**EXERCISE DESCRIPTION**
Look for the line containing "Point to the traffic" in the listing below. Retype that line and every subsequent line through the last one, and only those.

**DATASET**
↓↓↓

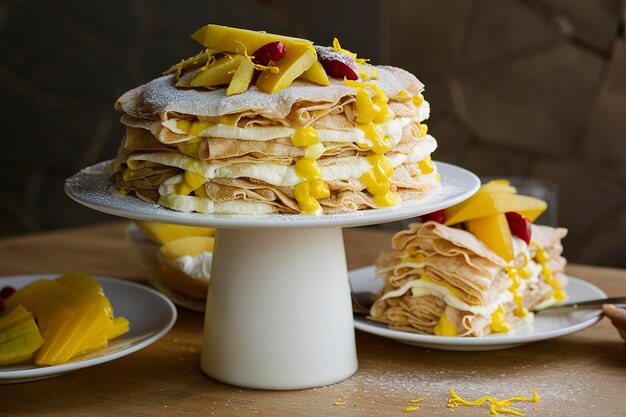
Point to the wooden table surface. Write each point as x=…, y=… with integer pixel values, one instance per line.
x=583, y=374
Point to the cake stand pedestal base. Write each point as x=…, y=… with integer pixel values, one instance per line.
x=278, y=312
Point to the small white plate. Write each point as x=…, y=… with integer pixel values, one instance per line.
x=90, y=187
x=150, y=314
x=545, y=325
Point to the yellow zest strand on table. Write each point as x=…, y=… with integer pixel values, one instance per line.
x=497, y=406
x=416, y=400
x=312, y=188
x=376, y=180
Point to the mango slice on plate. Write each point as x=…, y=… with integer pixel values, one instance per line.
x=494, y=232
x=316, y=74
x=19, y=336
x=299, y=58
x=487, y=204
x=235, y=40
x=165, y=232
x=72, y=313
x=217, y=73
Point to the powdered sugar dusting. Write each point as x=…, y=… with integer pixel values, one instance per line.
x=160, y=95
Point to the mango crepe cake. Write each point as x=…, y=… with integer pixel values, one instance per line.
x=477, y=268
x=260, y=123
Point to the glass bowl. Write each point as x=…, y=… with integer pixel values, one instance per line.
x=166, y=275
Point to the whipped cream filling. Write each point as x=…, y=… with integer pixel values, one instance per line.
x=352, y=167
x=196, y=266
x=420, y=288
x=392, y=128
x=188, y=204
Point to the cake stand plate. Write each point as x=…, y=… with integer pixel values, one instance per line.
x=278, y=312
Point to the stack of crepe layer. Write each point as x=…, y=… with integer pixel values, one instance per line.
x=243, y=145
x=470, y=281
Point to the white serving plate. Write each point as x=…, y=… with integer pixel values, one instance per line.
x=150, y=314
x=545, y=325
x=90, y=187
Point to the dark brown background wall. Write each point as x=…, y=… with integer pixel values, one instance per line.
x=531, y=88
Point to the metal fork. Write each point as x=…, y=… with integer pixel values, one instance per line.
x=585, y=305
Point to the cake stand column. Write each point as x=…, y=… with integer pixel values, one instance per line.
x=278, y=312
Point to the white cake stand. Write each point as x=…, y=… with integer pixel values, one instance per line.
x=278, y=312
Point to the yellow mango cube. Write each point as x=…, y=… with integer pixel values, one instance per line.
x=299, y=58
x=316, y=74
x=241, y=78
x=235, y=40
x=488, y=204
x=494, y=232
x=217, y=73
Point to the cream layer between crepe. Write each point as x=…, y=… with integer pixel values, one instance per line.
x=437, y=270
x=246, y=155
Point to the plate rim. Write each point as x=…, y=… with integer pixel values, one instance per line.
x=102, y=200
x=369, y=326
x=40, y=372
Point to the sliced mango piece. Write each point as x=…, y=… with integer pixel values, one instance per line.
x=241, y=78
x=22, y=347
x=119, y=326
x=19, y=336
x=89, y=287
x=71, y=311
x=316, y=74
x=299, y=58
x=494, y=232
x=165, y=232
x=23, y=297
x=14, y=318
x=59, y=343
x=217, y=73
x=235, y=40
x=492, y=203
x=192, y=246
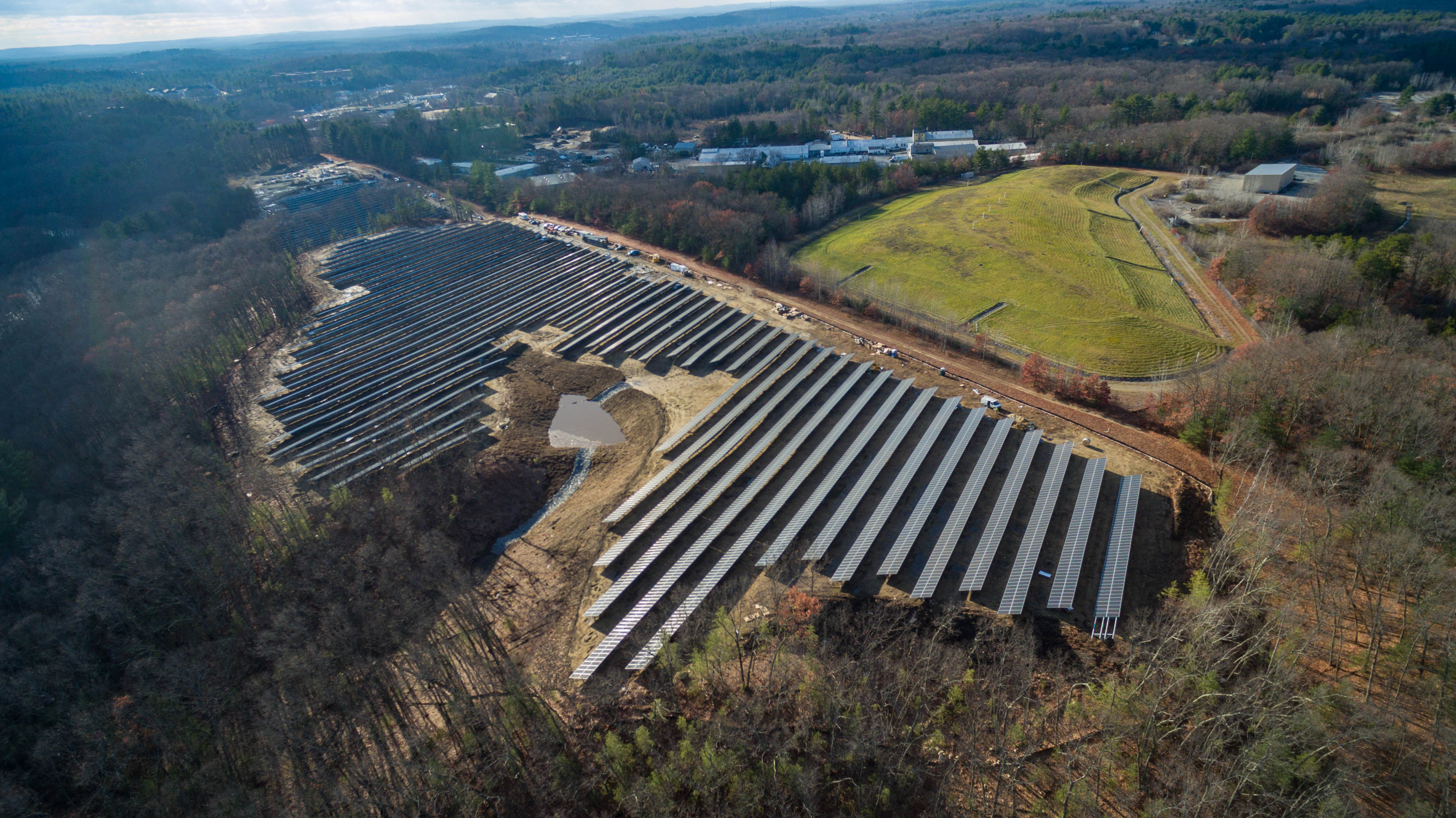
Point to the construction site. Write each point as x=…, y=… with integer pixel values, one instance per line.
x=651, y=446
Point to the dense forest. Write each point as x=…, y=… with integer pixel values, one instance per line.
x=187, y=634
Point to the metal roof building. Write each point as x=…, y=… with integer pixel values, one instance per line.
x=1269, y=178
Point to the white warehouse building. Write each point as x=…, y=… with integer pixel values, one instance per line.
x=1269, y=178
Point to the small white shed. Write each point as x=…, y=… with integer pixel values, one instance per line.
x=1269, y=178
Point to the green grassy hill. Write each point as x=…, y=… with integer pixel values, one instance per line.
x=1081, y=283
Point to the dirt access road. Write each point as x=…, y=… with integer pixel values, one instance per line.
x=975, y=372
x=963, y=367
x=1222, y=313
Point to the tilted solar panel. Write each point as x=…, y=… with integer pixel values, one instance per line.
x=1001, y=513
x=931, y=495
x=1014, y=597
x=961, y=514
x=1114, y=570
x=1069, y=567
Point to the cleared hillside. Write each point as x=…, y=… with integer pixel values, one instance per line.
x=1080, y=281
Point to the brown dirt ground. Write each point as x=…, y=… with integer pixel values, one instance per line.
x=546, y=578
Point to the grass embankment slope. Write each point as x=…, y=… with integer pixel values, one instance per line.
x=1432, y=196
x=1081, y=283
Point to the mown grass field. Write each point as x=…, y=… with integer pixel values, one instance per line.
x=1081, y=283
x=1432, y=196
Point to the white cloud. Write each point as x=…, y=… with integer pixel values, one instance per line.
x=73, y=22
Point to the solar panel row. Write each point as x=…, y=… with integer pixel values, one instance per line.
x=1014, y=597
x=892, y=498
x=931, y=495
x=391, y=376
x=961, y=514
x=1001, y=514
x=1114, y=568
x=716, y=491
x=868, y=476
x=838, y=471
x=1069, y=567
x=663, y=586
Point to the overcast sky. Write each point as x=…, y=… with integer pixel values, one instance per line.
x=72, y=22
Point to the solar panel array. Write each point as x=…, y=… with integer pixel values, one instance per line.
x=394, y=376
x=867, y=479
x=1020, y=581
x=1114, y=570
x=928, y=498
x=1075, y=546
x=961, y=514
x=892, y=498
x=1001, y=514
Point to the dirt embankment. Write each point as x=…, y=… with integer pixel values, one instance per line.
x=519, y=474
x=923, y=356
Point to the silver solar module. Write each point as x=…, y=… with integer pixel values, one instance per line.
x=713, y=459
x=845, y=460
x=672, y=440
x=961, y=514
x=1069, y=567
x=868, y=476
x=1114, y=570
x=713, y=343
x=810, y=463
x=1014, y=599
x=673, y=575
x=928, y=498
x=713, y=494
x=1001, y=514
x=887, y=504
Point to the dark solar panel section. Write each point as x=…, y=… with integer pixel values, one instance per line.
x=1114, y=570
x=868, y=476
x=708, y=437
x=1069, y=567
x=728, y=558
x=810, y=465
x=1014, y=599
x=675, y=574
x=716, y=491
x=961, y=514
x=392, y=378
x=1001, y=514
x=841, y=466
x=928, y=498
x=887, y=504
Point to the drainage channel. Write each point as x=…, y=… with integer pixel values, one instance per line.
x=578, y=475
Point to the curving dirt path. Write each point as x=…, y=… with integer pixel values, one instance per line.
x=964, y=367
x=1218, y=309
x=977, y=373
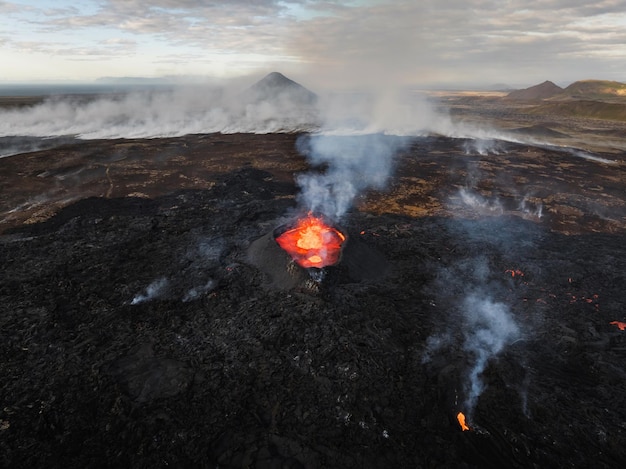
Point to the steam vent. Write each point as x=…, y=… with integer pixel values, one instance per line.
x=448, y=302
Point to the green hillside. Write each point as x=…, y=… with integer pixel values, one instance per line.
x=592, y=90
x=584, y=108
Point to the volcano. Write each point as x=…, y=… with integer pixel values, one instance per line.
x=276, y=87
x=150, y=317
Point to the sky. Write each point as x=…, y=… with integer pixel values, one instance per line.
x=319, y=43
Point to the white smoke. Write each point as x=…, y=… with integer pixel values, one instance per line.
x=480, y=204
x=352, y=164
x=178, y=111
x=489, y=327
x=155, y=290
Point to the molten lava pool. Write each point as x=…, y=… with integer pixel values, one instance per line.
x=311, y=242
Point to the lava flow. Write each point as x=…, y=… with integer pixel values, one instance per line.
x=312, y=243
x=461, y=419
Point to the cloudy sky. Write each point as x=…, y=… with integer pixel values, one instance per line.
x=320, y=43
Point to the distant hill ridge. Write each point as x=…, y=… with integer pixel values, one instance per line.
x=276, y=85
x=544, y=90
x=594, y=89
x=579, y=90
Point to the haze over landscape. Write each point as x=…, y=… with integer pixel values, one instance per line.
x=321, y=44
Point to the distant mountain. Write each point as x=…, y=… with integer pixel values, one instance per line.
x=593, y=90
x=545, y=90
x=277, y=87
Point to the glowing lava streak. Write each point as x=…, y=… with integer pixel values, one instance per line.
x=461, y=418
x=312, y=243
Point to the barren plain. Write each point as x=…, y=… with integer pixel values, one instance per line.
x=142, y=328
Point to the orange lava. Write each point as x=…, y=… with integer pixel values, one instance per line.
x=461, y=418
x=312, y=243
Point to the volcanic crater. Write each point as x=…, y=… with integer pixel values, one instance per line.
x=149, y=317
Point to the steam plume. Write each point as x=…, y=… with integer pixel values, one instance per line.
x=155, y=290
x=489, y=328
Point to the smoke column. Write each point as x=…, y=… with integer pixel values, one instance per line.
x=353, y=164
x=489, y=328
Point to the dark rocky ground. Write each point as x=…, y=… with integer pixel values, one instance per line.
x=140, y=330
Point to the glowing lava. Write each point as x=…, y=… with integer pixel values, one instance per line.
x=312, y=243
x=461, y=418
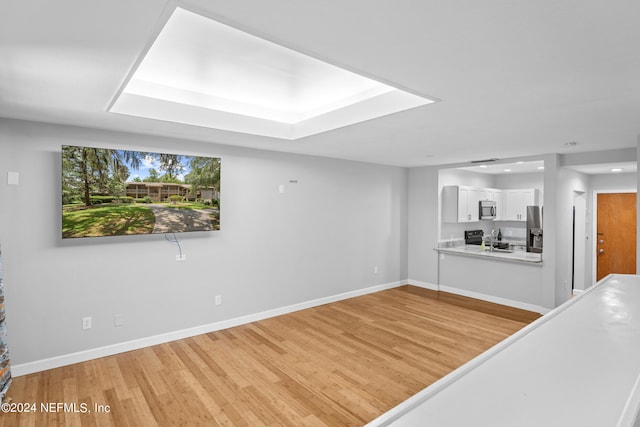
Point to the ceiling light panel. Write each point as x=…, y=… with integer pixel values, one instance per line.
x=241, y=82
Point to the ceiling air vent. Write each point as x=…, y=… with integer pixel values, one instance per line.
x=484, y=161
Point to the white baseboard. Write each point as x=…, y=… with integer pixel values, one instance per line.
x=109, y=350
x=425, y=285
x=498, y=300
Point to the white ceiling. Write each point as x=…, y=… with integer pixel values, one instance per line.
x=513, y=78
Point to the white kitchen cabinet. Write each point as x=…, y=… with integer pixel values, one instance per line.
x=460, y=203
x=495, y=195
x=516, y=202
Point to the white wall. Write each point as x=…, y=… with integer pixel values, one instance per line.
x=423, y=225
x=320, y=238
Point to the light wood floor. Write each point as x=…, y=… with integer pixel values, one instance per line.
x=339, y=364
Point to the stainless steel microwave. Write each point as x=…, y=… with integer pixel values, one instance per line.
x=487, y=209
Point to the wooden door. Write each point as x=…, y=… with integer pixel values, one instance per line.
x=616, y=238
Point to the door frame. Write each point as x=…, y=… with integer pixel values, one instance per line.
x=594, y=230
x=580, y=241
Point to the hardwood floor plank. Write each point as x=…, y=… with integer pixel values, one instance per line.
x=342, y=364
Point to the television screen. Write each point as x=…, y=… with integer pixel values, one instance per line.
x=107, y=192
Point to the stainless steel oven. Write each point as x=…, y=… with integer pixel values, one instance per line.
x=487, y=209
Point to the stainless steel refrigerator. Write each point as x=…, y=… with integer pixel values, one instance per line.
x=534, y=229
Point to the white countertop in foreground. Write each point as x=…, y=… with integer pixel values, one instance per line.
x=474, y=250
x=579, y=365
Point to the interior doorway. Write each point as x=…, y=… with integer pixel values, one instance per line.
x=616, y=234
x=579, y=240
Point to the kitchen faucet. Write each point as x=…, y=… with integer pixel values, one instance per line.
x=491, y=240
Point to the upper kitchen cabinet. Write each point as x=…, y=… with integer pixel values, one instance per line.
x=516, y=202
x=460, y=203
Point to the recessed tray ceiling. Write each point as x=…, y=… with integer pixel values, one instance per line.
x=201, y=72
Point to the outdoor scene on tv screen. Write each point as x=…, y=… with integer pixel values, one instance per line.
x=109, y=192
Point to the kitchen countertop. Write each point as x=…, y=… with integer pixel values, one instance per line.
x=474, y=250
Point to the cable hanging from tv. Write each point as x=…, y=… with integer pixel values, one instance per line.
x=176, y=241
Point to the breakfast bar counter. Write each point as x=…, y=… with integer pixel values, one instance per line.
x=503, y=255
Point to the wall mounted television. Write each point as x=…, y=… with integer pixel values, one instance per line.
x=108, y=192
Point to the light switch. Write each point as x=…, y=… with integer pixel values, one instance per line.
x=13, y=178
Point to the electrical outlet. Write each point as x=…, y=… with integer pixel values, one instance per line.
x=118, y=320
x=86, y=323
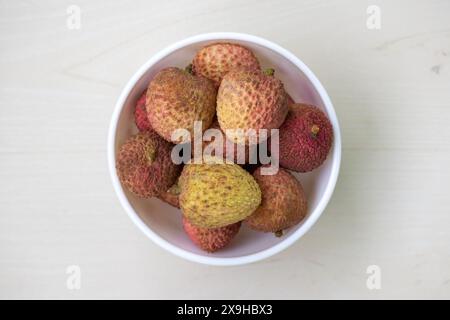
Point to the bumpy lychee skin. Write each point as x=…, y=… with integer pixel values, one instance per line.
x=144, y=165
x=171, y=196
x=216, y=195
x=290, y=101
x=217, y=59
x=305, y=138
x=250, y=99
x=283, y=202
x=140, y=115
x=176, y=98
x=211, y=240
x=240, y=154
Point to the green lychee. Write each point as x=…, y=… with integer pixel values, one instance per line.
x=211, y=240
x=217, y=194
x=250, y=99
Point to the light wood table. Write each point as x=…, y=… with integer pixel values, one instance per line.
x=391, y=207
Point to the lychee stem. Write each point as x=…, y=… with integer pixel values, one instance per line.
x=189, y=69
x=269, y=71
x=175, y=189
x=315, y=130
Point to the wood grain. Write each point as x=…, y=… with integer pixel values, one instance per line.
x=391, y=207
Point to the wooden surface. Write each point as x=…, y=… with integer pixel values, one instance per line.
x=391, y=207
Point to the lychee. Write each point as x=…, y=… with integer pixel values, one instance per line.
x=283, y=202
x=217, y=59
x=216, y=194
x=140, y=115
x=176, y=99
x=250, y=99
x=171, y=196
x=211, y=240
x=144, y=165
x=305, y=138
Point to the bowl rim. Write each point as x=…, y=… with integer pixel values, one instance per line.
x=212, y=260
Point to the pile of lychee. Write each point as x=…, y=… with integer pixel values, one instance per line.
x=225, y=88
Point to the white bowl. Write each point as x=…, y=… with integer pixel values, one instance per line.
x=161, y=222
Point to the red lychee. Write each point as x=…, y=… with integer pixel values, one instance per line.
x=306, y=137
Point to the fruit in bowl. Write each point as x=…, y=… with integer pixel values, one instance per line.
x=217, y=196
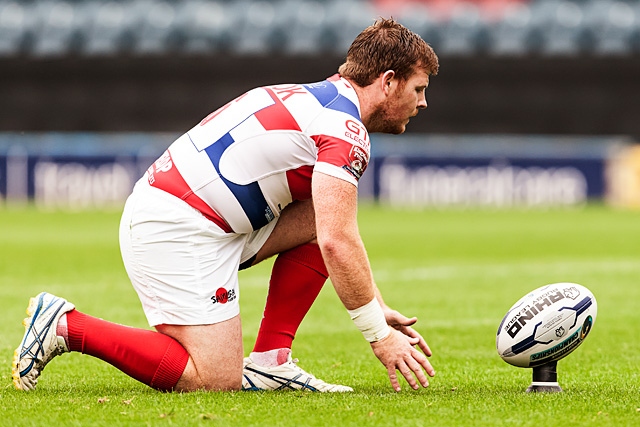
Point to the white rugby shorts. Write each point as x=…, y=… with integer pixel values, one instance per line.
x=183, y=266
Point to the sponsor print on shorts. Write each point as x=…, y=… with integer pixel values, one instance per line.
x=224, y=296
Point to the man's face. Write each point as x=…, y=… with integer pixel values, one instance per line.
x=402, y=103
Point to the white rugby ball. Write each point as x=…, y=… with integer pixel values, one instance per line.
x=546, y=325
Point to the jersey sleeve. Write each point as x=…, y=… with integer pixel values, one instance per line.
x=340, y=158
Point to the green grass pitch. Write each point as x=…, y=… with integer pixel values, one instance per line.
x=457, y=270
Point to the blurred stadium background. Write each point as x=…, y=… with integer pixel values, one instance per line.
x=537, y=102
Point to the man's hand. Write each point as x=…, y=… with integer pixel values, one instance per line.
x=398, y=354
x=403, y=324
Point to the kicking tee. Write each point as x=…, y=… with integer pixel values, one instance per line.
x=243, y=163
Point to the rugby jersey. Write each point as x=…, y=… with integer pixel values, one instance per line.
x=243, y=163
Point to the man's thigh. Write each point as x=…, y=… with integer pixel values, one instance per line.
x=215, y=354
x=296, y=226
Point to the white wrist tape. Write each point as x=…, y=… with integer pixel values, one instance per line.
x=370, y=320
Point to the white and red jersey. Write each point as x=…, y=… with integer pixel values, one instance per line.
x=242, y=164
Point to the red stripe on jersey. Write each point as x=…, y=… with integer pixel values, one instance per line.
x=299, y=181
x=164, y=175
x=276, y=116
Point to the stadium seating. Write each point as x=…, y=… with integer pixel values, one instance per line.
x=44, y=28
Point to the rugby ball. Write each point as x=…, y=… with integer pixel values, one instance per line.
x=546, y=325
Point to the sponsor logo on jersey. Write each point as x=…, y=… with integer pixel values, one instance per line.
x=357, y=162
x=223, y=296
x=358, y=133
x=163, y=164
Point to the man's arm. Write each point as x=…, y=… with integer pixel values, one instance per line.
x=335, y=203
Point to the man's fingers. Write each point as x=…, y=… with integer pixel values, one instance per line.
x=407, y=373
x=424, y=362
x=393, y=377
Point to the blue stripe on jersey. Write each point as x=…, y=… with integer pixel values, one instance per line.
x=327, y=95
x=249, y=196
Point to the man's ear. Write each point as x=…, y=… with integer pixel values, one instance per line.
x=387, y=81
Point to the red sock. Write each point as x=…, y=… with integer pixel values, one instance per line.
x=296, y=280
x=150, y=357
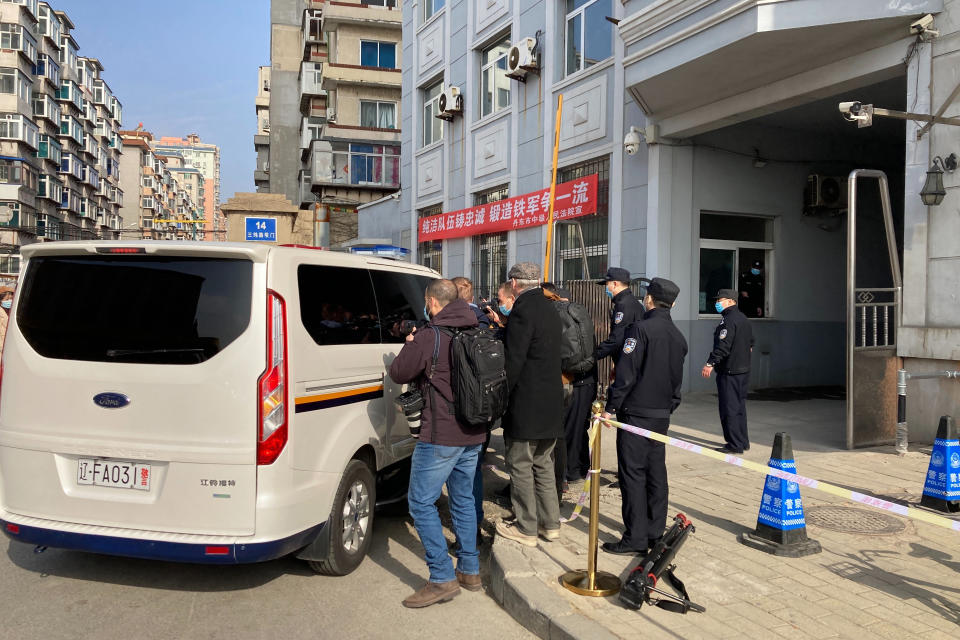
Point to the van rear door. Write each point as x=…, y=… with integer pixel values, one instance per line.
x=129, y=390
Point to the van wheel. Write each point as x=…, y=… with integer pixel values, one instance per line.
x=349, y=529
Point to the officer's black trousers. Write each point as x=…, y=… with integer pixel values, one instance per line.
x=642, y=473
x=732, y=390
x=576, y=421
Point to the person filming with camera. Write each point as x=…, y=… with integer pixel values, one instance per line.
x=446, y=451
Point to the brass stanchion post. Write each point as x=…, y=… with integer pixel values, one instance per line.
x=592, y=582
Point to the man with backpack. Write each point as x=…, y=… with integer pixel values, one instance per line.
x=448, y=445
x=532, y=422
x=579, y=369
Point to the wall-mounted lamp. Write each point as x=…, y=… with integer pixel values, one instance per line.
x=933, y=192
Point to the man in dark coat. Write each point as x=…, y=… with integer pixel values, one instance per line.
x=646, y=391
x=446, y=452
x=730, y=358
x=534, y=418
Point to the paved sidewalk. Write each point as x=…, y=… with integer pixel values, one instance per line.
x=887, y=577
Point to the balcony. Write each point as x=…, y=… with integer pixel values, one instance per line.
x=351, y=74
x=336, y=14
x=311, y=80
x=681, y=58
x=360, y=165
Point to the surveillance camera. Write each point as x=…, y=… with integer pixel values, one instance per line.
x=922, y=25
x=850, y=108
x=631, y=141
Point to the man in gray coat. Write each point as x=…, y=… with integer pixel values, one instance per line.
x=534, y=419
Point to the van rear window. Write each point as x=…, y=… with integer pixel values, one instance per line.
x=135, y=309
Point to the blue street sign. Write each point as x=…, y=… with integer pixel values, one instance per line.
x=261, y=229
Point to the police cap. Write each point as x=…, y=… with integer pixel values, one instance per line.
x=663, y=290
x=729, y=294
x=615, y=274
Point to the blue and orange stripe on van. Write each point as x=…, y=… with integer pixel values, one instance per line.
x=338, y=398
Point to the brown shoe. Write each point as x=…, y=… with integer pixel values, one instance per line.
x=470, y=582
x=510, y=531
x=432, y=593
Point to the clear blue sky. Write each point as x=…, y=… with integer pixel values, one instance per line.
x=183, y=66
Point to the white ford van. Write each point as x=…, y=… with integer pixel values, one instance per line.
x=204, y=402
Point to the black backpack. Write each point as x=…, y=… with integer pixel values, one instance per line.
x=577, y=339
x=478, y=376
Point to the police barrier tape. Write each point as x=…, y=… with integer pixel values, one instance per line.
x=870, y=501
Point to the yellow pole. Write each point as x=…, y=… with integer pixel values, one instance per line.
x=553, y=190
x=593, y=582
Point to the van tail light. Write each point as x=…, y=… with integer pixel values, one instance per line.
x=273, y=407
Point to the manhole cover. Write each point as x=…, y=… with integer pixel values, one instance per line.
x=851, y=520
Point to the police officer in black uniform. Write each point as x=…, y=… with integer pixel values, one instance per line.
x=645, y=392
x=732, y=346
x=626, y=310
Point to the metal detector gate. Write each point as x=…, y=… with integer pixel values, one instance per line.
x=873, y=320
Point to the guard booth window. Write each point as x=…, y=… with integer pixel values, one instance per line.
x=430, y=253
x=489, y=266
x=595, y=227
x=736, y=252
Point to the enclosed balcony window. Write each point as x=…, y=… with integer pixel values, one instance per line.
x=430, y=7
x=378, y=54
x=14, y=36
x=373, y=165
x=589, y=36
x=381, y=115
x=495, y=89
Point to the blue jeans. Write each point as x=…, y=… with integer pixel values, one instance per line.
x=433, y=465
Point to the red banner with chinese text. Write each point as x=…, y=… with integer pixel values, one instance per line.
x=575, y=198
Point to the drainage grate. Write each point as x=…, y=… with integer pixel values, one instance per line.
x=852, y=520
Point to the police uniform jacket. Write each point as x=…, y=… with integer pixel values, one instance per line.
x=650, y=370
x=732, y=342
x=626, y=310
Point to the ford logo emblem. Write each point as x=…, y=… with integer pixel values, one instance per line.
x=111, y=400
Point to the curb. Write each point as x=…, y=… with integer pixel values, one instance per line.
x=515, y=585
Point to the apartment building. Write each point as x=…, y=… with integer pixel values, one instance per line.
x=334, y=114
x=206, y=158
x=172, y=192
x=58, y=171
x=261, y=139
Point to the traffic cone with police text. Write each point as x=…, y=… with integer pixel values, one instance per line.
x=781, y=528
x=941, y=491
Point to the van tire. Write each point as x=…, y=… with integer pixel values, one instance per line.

↑↑↑

**RESULT**
Point to the traffic cone with police text. Write each point as x=…, y=… with integer pixel values, one instance per line.
x=781, y=528
x=941, y=491
Point to the van tire. Write each point as x=…, y=… with integer pixel values, one instance per line.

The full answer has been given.